╭─ Material for this task
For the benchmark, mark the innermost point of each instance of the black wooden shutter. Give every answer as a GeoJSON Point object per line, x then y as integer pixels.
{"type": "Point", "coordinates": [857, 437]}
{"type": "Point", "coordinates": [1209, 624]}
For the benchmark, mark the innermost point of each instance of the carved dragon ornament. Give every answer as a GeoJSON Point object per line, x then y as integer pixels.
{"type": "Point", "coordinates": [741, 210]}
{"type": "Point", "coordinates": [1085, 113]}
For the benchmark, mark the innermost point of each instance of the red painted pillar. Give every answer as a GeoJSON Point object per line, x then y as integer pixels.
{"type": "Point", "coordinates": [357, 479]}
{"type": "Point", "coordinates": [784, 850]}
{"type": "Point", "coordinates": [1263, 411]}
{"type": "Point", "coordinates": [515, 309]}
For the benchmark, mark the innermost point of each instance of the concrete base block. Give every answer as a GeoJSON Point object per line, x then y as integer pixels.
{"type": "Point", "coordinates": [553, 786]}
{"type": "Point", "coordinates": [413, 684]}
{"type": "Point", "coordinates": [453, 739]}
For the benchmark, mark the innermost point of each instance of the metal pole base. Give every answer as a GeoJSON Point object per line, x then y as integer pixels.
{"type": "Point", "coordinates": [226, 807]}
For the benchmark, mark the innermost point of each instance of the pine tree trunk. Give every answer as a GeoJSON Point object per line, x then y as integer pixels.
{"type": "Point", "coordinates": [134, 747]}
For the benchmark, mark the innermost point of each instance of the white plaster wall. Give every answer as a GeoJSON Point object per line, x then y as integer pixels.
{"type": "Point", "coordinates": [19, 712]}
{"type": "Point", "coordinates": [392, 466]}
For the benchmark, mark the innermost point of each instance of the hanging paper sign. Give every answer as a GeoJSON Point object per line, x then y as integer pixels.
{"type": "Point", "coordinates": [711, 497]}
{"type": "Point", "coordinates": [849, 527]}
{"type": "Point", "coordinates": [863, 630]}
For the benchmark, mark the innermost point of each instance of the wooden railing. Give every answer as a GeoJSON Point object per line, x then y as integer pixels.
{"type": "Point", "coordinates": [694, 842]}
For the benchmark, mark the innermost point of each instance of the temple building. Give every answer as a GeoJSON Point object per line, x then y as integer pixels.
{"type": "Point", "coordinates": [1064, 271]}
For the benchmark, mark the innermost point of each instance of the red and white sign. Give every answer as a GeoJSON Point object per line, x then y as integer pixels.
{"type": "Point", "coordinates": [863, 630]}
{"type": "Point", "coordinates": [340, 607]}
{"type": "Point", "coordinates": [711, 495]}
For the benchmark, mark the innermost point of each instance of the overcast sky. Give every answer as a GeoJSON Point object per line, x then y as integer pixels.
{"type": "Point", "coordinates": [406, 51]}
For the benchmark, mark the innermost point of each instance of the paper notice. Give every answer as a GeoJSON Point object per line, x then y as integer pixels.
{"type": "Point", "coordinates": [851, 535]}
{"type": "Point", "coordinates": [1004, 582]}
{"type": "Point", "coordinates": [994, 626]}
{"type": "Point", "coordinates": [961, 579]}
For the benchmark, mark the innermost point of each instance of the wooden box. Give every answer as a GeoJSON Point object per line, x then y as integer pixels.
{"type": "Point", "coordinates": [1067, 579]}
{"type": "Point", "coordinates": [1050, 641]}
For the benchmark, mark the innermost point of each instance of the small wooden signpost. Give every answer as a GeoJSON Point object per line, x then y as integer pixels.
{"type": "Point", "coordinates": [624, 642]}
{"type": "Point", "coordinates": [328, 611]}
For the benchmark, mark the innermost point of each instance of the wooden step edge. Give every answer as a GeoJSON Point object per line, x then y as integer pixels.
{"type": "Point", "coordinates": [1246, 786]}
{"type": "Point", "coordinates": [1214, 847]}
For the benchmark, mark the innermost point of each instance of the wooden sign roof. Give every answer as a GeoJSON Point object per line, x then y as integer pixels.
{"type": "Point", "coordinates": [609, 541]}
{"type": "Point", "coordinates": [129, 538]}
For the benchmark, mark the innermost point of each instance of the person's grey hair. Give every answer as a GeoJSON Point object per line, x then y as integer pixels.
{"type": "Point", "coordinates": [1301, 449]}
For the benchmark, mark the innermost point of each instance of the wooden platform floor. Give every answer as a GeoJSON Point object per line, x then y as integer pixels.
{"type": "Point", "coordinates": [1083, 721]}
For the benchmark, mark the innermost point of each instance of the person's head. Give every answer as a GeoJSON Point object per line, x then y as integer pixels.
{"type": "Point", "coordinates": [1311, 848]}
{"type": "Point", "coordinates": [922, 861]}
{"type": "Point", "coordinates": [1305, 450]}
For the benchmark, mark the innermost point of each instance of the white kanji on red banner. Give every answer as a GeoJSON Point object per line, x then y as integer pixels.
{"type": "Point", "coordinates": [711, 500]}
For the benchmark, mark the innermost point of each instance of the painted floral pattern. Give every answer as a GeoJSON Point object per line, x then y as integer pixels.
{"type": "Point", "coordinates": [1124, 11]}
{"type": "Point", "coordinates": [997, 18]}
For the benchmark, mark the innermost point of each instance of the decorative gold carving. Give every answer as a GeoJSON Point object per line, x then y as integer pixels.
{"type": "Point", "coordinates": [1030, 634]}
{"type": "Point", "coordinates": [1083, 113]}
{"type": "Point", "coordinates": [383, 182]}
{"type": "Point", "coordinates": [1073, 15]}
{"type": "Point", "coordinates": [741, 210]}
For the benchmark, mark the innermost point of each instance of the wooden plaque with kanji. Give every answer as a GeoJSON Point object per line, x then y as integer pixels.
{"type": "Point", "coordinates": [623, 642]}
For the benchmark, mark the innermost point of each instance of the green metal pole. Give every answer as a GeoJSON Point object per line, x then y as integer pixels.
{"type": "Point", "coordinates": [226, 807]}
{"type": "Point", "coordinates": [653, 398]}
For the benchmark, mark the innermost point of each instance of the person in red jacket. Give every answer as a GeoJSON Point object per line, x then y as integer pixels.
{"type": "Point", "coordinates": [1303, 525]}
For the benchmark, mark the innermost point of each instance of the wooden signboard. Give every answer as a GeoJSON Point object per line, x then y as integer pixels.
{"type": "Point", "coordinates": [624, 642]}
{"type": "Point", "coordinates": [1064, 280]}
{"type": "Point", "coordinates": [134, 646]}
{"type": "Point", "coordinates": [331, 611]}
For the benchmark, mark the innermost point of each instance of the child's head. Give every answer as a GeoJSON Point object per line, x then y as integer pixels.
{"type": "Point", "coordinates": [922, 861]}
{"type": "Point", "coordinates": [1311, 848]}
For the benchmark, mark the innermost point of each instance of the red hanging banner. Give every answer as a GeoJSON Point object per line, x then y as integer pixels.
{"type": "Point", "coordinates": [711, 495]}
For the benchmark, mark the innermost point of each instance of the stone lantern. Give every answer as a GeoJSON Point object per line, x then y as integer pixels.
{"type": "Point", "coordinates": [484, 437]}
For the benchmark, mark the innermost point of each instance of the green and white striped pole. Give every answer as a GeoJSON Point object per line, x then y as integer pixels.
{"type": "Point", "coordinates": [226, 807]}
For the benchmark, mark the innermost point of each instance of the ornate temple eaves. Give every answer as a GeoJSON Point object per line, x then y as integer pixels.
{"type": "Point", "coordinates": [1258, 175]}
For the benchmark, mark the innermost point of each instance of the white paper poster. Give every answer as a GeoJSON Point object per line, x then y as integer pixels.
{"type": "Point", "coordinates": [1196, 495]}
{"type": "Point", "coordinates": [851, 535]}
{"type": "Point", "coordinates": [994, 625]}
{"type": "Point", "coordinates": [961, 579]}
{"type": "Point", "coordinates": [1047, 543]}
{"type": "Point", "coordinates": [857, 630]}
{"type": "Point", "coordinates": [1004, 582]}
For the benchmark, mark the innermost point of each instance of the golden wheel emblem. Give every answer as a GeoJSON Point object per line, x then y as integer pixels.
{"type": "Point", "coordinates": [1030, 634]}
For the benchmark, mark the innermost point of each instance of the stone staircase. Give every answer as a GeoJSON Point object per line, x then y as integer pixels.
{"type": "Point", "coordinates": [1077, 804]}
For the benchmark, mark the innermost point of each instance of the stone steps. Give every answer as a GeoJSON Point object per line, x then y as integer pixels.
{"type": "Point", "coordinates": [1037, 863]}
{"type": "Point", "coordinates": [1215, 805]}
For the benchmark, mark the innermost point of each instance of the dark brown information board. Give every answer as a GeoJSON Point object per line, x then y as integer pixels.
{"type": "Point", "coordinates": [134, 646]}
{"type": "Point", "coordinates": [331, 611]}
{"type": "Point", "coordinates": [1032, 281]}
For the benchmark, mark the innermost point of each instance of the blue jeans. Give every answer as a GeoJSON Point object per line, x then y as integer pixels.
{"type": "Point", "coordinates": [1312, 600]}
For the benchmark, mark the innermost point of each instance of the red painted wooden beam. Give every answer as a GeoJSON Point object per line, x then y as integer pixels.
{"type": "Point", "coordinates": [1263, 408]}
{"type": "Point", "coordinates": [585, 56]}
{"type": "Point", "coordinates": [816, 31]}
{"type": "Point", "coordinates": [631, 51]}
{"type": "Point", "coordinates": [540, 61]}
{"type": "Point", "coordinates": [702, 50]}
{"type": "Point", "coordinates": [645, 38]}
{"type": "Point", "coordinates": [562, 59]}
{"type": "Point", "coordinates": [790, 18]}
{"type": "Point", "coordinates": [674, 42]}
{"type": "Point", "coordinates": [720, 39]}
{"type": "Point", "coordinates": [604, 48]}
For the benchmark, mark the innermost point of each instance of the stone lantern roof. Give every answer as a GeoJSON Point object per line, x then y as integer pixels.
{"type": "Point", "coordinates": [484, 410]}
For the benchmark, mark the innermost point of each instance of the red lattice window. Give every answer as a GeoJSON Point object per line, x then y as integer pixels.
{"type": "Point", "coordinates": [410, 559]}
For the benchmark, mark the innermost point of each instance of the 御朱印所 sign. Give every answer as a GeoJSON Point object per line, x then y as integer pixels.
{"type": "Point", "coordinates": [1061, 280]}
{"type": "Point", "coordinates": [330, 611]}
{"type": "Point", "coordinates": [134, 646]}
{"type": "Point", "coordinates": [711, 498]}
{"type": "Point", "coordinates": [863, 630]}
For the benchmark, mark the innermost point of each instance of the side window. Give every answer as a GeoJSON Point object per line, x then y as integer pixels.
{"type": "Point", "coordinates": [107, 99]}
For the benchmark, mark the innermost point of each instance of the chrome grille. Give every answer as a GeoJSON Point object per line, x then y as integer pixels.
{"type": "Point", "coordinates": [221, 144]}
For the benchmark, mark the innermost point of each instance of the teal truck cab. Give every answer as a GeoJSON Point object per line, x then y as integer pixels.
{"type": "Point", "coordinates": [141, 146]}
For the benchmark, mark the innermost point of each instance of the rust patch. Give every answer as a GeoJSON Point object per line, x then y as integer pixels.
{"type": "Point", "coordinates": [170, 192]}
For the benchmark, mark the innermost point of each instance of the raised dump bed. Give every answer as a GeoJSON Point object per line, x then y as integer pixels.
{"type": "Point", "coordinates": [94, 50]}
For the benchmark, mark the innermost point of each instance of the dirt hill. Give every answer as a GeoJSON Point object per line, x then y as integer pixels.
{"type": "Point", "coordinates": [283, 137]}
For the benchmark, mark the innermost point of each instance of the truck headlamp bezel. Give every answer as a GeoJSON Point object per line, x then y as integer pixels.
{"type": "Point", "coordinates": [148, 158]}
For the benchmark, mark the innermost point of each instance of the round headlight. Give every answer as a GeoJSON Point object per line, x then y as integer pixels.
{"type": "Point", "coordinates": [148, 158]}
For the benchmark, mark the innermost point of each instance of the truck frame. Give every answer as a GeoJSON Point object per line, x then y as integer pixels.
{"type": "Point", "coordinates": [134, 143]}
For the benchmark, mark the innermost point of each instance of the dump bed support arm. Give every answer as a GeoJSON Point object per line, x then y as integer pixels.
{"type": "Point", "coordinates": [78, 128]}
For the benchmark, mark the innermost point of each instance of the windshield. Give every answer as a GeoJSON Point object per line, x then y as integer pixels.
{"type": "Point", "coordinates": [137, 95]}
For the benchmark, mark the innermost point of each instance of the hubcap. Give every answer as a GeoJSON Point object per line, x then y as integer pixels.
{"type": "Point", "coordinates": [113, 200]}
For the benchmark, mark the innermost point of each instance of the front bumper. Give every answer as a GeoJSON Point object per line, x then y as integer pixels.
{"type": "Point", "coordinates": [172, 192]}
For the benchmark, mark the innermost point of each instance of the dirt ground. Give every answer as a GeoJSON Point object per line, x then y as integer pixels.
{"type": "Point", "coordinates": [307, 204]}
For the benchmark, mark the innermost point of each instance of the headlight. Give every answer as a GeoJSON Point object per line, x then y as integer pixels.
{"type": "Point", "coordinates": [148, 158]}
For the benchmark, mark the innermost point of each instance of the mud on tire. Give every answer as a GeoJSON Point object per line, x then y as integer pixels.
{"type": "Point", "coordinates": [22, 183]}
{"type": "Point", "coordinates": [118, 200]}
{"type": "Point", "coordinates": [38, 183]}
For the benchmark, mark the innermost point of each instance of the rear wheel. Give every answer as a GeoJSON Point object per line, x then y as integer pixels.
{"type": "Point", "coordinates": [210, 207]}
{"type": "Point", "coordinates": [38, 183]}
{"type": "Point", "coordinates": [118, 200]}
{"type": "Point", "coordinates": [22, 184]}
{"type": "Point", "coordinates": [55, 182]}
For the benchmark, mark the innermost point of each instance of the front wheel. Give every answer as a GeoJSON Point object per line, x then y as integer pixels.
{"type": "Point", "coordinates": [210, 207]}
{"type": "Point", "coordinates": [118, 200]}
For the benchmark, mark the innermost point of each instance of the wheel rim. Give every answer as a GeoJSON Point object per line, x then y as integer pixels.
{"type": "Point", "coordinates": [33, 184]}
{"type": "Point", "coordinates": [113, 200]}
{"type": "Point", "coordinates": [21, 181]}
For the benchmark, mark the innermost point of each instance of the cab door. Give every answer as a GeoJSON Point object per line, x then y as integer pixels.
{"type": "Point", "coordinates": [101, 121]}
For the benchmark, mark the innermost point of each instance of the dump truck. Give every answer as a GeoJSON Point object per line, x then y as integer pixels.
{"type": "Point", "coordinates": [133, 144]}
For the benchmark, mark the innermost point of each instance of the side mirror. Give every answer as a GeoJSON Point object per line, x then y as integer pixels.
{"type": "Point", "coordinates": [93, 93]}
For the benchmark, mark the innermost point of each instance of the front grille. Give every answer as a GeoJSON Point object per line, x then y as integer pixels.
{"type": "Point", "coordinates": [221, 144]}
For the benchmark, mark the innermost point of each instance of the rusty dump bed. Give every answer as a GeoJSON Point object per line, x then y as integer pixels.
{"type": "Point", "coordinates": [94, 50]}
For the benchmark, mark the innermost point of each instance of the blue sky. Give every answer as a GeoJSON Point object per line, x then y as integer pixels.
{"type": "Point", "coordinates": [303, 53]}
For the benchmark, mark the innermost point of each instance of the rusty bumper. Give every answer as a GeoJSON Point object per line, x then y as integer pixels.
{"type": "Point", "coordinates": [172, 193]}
╰─
- [Exercise requirements]
Present the lines of the records as a Markdown table with the columns n and Line, starting at the line that contains "the side mirror." and ending at the last line of the records. Omit blank lines and number the rows from 1.

- [Solution]
| n | Line |
|---|---|
| 1 | For the benchmark, mark the innermost point of each instance of the side mirror. Give every answer as a GeoJSON Point object per line, x then y as integer pixels. |
| 2 | {"type": "Point", "coordinates": [93, 93]} |
| 3 | For the benchmark, mark the innermost point of each instance of the front grille. Give every answer as a GeoJSON Point object per line, x then y as integer pixels. |
| 4 | {"type": "Point", "coordinates": [221, 144]} |
| 5 | For the benchmark, mark the innermost point of each instance of the rusty dump bed. Give every answer as a GeoJSON Point object per line, x then y as integer pixels. |
| 6 | {"type": "Point", "coordinates": [94, 50]} |
| 7 | For the benchmark, mark the innermost point of each instance of the blue sky. Give every answer as a GeoJSON Point object per line, x then y as integer pixels. |
| 8 | {"type": "Point", "coordinates": [303, 53]} |
| 9 | For the benchmark, mark the innermost point of each instance of the rusty bumper. Give every answer as a GeoJSON Point object per line, x then y as integer pixels. |
| 10 | {"type": "Point", "coordinates": [172, 193]} |